— What is needed —
Show each line of the material below that contains the string "evenodd".

— Data for this task —
_ _ _ _ _

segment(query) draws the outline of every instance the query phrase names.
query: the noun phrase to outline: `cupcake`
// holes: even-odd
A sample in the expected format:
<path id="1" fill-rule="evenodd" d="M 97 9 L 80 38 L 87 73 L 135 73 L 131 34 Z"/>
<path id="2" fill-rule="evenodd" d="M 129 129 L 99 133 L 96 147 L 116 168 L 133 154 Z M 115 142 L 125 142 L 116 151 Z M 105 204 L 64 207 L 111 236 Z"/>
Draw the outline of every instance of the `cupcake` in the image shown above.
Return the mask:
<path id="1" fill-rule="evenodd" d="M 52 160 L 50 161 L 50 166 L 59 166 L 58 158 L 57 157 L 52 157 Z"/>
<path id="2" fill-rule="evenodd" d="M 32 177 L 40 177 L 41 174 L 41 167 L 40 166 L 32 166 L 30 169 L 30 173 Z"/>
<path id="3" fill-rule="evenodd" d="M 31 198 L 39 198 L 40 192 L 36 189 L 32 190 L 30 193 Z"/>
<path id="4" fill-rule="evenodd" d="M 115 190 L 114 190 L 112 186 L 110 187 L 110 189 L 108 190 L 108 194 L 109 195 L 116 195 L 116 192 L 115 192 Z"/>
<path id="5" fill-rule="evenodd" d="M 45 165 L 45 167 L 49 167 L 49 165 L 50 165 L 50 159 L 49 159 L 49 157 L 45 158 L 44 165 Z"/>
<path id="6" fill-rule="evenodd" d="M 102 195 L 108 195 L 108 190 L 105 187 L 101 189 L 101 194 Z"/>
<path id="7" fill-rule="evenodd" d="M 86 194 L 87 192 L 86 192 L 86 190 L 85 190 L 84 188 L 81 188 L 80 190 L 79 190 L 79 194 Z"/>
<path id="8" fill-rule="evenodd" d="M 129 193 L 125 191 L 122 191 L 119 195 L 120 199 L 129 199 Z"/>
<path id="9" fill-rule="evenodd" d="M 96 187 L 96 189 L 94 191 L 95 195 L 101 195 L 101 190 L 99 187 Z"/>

_ _ _ _ _

— Exercise response —
<path id="1" fill-rule="evenodd" d="M 97 9 L 80 38 L 87 73 L 135 73 L 131 34 Z"/>
<path id="2" fill-rule="evenodd" d="M 129 129 L 99 133 L 96 147 L 116 168 L 133 154 Z M 115 142 L 125 142 L 116 151 Z M 105 204 L 64 207 L 111 236 Z"/>
<path id="1" fill-rule="evenodd" d="M 52 160 L 50 161 L 50 166 L 59 166 L 58 158 L 57 157 L 52 157 Z"/>
<path id="2" fill-rule="evenodd" d="M 32 177 L 40 177 L 41 174 L 41 167 L 40 166 L 32 166 L 30 169 L 30 173 Z"/>
<path id="3" fill-rule="evenodd" d="M 31 198 L 39 198 L 40 192 L 36 189 L 32 190 L 30 193 Z"/>
<path id="4" fill-rule="evenodd" d="M 115 190 L 114 190 L 112 186 L 110 187 L 110 189 L 108 190 L 108 194 L 109 195 L 116 195 L 116 192 L 115 192 Z"/>
<path id="5" fill-rule="evenodd" d="M 45 165 L 45 167 L 49 167 L 49 165 L 50 165 L 50 159 L 49 159 L 49 157 L 45 158 L 44 165 Z"/>
<path id="6" fill-rule="evenodd" d="M 102 195 L 108 195 L 108 190 L 105 187 L 101 189 L 101 194 Z"/>
<path id="7" fill-rule="evenodd" d="M 86 194 L 87 192 L 86 192 L 86 190 L 85 190 L 84 188 L 81 188 L 80 190 L 79 190 L 79 194 Z"/>
<path id="8" fill-rule="evenodd" d="M 129 193 L 125 191 L 122 191 L 119 195 L 120 199 L 129 199 Z"/>
<path id="9" fill-rule="evenodd" d="M 96 187 L 96 189 L 94 191 L 95 195 L 101 195 L 101 190 L 99 187 Z"/>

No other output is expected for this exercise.